LATIHAN 1:
Terjemahkan kalimat "Pada 2019, Kementerian Kominfo mendapat 431.065 aduan konten negatif." dari bacaan tentang pengguna internet di Indonesia ke dalam bahasa Inggris.
LATIHAN 2:
Lanjutkan bacaan tentang pengguna internet di Indonesia mulai dari setelah kalimat terakhirnya.

BACAAN LATIHAN:
Jakarta – Jumlah pengguna internet di Indonesia semakin tinggi dari tahun ke tahun. Kenaikan ini, sayangnya juga berbanding lurus dengan jumlah konten negatif yang dilaporkan di media sosial.
Peneliti Center for Digital Society (CfDS), Universitas Gadjah Mada, Faiz Rahman, menilai peningkatan jumlah pengguna internet di Indonesia dipicu pemakaian media sosial untuk berkomunikasi.
“Masyarakat memaksimalkan penggunaan media sosial dalam berinteraksi,” kata Faiz dalam webinar “Social Media 4 Peace in Indonesia Addressing Gaps in Regulating Harmful Content Online”, Selasa (28/6)
Survei terbaru Asosiasi Penyelenggara Jasa Internet Indonesia (APJII) menyatakan jumlah pengguna internet Indonesia sebanyak 210.026.769 pada 2021 hingga kuartal pertama 2022. Pada 2019-2020, jumlah pengguna internet di Indonesia baru mencapai 196,7 juta orang.
Kenaikan jumlah pengguna internet di Indonesia juga dilaporkan oleh Hootsuite, per Januari 2021 terdapat 202,6 juta orang Indonesia yang terhubung ke internet. Berdasarkan data lembaga yang sama untuk Januari 2022, pengguna internet Indonesia naik menjadi 204,7 juta orang.
Penelitian CfDS menemukan bahwa peningkatan jumlah pengguna internet berimbang dengan jumlah konten di platform digital, baik yang dilaporkan ke pemerintah maupun yang dilaporkan ke lembaga non-pemerintahan.
Sepanjang 2021, Kementerian Komunikasi dan Informatika diketahui memblokir 565.449 konten negatif, sementara pada 2020 jumlahnya 313.688, berdasarkan dokumen kementerian yang dapat diakses melalui situs resmi.
Pada 2019, Kementerian Kominfo mendapat 431.065 aduan konten negatif.

Catatan data:
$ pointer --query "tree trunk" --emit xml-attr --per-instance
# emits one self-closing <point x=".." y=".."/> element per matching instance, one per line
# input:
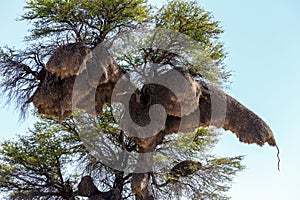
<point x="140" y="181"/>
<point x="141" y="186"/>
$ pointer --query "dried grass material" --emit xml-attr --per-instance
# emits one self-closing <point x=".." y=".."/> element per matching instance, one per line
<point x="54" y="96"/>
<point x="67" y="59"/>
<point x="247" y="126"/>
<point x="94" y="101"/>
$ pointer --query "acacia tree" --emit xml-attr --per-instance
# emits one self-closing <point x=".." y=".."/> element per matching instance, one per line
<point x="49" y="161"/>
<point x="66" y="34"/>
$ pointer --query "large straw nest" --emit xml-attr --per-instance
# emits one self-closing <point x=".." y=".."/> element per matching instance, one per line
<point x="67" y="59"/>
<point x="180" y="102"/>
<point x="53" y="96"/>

==

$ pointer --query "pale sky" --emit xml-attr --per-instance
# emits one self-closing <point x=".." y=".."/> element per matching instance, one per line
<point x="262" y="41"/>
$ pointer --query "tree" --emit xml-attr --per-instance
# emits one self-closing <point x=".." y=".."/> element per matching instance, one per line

JAWABAN LATIHAN 1:
In 2019, the Ministry of Communication and Informatics received 431,065 complaints about negative content.

JAWABAN LATIHAN 2:
Manajer Kebijakan Publik Meta di Indonesia dan Timor Leste, Noudhy Valdryno, mengatakan konten negatif yang paling sering ditemui di Indonesia berupa ujaran kebencian dan misinformasi.
Melalui fitur laporan yang ada di setiap platform media sosial, pengguna bisa melaporkan konten yang mereka anggap tidak sesuai dengan aturan. Platform media sosial bisa menindaklanjuti laporan tersebut, misalnya dengan menghapus, jika konten tersebut terbukti melanggar aturan.
Setiap platform memiliki standar komunitas, atau sering disebut “community guideline”, yang berlaku universal. Artinya, standar komunitas tersebut sama di setiap negara di mana mereka beroperasi.
Pada praktiknya, tindak lanjut konten yang dilaporkan adalah hal yang cukup rumit karena platform tidak bisa hanya mengacu pada standar komunitas, namun, juga undang-undang yang berlaku di suatu negara.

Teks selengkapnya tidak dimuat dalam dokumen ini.